_DOCUMENT SECTION_
** start **

The big gay week in review (the big gay books, blog, movies, and soap!)…


(this started out as a short post, I swear) It’s back to school time. I lack organizational skills. I’m running low on Kona coffee. It’s Thursday when I thought it was Friday, yet again. *headdesk*I’ve got 2 books in-progress and another one plotted, and GAH! I don’t know when any of them will be done yet (and ogawd you guys, I so appreciate all of you who keep asking, I swear I’m working on it, I’ll have something for you soon. Hopefully now that the kids are in preschool I’ll have more time to work. I need an assistant. A babysitter. A brain transplant. Moar COFFEE!). *ahems* But hey! It’s all good, because as I look back on the week there have actually been some pretty interesting goings on:

  • Big Gay Blog Week – I participated in “Big Gay Blog Week” over at Lela Gwenn’s Full Frontal Fantasy blog, and wrote an article on why I see romance as a positive thing for the LGBT community.
  •  Big Gay Books Steamroller is out, by Mary Calmes. I love Mary’s books on a lot of levels. The dialogue and the subject matter is always intelligent, there’s (and I admit I’m stealing this description from a friend) a certain witty tartness to her stories, and a perfect balance of sweet and sexy. Some are more emotional, some are darker, but you always can expect a quality story and that’s nice to have in an author. Steamroller was on the light side, and I liked that. A shorter read, about a not so often found scenario wherein a jock has a longstanding crush on a nerdy guy, and when they finally come together it’s like fireworks. I read it in an afternoon at the end of a stressful day, and it was just the thing to take the edge off. Really wonderful, and highly recommended. Also recently released was Four Corners by Kate McMurray which was another very sweet and slightly angsty story about how these four guys used to be buddies and play baseball together, but then one guy took off because he couldn’t quite come to grips with his sexuality. There’s a lot of pain and leftover anger from the friends who were left behind, one of whom has been in love with his buddy since their childhood. Very delightful and worth reading. And Then there was The British Devil by Greg Hogben which is a witty and eye-opening (semi-autobiographical) tale of an international love affair between two men and the many obstacles they face along the way. It’s a very enjoyable and relatable story. God, I just realized it’s a good thing my husband doesn’t read this blog. Uh, no, honey…I didn’t buy any of these books. All loaners, I swear. He DID see the title of the post, and made a point of telling me that I’m really bad at titles. Thanks, honey.

** end **

_WRITTEN TASKS_
[a] Answer these questions from the blog post:
(i) What kind of coffee is the writer running low on?
(ii) On whose blog did "Big Gay Blog Week" take place?
(iii) Who wrote Four Corners?
[b] Extend the blog post from its final sentence.
The items play no part in the work on the blog post.

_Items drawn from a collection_
** start **

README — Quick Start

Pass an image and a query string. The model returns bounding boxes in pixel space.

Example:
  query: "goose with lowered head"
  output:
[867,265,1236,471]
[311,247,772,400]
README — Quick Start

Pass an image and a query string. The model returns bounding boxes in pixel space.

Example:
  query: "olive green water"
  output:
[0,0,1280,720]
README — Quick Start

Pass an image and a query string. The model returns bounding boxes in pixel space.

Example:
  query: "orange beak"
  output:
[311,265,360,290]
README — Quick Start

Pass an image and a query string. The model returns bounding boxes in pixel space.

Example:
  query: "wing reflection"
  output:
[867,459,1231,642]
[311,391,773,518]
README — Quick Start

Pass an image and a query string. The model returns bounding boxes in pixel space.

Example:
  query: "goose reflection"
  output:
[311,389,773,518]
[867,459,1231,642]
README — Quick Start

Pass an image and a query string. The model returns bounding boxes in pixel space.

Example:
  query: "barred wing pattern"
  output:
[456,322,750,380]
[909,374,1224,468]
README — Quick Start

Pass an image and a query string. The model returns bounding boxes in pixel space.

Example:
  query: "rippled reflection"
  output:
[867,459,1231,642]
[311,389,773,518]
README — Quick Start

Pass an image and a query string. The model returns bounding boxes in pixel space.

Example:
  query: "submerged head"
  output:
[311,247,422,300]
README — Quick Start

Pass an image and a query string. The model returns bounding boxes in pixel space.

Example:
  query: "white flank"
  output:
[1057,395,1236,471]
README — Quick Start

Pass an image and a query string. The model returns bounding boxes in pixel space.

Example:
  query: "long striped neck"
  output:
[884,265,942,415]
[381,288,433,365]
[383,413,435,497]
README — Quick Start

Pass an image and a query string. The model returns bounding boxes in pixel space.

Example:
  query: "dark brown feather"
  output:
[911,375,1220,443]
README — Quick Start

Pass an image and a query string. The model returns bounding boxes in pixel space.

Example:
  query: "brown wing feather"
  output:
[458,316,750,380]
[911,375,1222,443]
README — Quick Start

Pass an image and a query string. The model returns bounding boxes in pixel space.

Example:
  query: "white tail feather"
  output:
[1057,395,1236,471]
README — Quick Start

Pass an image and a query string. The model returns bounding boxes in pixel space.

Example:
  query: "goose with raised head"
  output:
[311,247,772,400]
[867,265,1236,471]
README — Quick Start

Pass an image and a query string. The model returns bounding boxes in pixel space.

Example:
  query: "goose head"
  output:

** end **

_TASK-BY-TASK ANSWERS_
[a]
(i) Kona coffee.
(ii) Lela Gwenn's Full Frontal Fantasy blog.
(iii) Kate McMurray.

[b]
  • Big Gay Movies – Used to be, I would nod and lament along with my fellow authors and romance readers that it was hard to find satisfying ending in gay movies. I felt like so much of it was depressing, angsty, or just downright WTF? And don’t get me wrong, I love angst. I love a good mindfuck! I *know* that being gay/etc can be painful. But give me a hand up after you drop me, so *I* don’t slit my wrists like the movie hero just did, huh? I was thrilled to run across both Private Romeo (gay retelling of Romeo and Juliet set in an all boys military school) and A Marine Story (about a lesbian Marine officer discharged under DADT). I’ve been on a military kick lately, and you can’t have gay military movies without talking either directly or indirectly about Don’t Ask, Don’t Tell. Private Romeo doesn’t address the topic directly. It’s more of a symbolic thing with the setting and whatnot. A Marine Story is much more direct, and gives an example of one of the many potential ways that DADT  impacted lives and careers. Even with the repeal of DADT, I see this subject matter as important. For someone like me who grew up largely in the civilian world (my dad was in the Army but my memory of that is mostly blurry and mostly negative) and who was actually raised with something of an anti-military/ anti-war outlook, it’s hard to understand the impact of DADT. It’s harder still to understand why serving in  the military was important for those who had to hide who they were and were treated unfairly. So I’ve become fascinated by the subject, and the more I learn abut the impact of DADT and the lingering effects after its repeal, the more interested I become.  So what was interesting, was that both of these movies did have positive endings. This was cool, because I think that, too, is a big important thing in gay media. I think it’s extremely important that we acknowledge and remember, but just as important that we have hope.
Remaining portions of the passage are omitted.